**Work instructions:**
Could you copy out the lines of the material from the one holding "Bonus question: Precisely where does the stadium roof" through the one holding "[232,130,350,199]", both included, with every bounding box coordinate increased by 137 and the other lines left unchanged? Give only those lines.
---------- Data for processing ----------
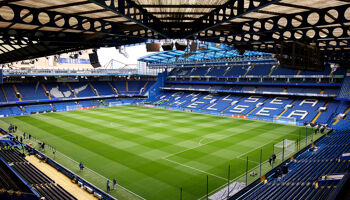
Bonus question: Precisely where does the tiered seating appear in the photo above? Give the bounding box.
[0,150,76,200]
[225,66,248,77]
[153,90,338,124]
[236,131,350,200]
[79,101,99,107]
[247,65,271,76]
[25,104,52,113]
[54,102,77,111]
[168,63,345,77]
[91,81,115,96]
[207,66,230,76]
[2,84,18,102]
[191,67,209,76]
[338,77,350,99]
[45,83,74,99]
[282,98,326,122]
[69,82,96,97]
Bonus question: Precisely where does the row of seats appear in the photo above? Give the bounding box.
[164,84,339,95]
[236,130,350,200]
[151,91,350,124]
[0,149,76,200]
[169,63,345,77]
[0,98,138,116]
[0,81,154,102]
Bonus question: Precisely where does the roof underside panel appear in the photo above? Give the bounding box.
[0,0,350,62]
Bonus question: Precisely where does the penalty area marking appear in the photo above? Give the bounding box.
[162,157,227,181]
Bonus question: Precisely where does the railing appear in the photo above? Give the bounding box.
[6,126,144,200]
[138,104,324,200]
[3,68,153,77]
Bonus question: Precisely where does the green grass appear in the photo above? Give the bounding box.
[0,106,318,199]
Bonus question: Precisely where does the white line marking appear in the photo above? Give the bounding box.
[53,148,146,200]
[238,158,260,164]
[162,157,227,181]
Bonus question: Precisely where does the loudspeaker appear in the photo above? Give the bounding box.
[162,42,174,51]
[275,41,324,71]
[175,42,187,51]
[146,43,160,52]
[190,42,198,52]
[89,52,101,68]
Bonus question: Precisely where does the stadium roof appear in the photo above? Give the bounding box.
[0,0,350,63]
[138,42,267,63]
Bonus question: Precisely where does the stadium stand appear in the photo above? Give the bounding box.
[0,146,76,200]
[232,130,350,199]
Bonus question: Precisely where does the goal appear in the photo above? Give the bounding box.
[108,102,122,107]
[66,105,82,111]
[275,139,296,158]
[273,116,297,125]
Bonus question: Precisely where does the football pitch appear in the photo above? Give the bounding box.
----------
**Result of the task:**
Bonus question: Precisely where does the stadium roof appear in the photo above? Give the bounding box.
[137,137,487,200]
[275,179,404,200]
Bonus question: Precisely where does the stadium stand appear in the photo above? Give the bounding box.
[137,283,213,337]
[369,267,487,336]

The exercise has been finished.